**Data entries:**
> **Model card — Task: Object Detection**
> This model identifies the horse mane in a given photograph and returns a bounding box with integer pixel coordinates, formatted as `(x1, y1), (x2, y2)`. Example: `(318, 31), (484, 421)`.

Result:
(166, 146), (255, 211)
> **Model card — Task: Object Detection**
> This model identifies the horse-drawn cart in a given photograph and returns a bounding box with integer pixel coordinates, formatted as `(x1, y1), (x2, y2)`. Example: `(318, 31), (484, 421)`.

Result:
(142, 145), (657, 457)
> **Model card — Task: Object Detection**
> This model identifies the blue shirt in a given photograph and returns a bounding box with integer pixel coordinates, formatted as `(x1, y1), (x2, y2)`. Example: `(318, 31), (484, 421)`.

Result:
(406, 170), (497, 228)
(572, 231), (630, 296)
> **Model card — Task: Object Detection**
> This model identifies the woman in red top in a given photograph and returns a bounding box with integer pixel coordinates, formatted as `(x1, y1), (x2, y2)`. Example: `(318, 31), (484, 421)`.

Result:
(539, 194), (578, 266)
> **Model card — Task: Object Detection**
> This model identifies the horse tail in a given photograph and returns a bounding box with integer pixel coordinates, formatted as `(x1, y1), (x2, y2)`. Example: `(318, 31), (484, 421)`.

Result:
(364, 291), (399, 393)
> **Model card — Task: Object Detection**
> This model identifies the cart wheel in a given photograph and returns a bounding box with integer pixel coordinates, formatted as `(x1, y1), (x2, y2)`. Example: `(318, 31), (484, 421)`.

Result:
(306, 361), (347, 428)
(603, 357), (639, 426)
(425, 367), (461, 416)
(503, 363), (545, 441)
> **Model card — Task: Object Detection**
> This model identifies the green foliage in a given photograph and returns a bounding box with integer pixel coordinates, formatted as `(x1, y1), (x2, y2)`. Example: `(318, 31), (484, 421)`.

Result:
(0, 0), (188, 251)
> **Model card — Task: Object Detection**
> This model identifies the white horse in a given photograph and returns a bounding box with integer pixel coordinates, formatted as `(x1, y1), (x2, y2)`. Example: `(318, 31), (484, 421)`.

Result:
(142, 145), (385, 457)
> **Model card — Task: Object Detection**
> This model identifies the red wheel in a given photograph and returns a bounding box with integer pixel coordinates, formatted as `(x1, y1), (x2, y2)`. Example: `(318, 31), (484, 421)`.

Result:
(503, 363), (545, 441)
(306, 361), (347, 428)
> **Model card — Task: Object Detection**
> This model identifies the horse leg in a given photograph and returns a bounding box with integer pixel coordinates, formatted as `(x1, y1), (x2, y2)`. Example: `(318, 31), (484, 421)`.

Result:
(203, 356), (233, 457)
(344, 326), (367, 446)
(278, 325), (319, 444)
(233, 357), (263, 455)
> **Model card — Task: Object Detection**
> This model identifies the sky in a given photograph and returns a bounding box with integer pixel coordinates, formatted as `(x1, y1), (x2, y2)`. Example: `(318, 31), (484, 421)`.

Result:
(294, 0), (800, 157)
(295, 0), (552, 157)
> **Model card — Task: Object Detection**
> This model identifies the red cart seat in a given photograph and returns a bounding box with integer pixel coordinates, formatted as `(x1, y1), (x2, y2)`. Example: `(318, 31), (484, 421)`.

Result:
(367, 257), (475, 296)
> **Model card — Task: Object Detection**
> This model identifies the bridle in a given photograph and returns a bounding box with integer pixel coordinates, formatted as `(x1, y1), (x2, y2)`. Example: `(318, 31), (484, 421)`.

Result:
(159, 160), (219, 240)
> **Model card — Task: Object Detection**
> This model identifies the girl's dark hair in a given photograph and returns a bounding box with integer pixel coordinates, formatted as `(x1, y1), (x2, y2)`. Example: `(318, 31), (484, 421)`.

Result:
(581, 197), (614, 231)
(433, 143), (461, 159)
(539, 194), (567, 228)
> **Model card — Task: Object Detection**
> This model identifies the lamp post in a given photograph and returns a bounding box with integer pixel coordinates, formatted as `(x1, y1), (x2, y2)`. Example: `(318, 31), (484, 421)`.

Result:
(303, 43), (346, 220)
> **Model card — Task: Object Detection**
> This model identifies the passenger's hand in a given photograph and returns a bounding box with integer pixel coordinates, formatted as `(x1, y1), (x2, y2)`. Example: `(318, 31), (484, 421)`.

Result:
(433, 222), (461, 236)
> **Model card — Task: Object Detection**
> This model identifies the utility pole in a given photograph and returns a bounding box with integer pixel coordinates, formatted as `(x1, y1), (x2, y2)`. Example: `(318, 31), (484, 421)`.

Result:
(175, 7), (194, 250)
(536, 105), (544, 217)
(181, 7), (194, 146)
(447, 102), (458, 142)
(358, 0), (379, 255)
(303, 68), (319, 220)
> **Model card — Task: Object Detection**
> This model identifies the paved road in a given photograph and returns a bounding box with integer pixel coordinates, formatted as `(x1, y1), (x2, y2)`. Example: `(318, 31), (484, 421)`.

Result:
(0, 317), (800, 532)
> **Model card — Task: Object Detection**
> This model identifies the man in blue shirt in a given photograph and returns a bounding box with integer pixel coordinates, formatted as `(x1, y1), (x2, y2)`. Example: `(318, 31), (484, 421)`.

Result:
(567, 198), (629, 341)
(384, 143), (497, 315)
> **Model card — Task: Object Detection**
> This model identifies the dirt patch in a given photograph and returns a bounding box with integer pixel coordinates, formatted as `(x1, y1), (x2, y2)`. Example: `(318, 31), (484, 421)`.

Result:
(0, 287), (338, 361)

**INSTRUCTIONS FOR THE TASK:**
Pick out every line in the data above that contains the string "utility", treating uppercase and lowercase as different.

**RESULT OF THE TASK:**
> This model identifies the utility pole in a given photograph and returns a bounding box with integer pixel coordinates, formatted as `(x1, y1), (x2, y2)`. Example: `(318, 31), (484, 421)`.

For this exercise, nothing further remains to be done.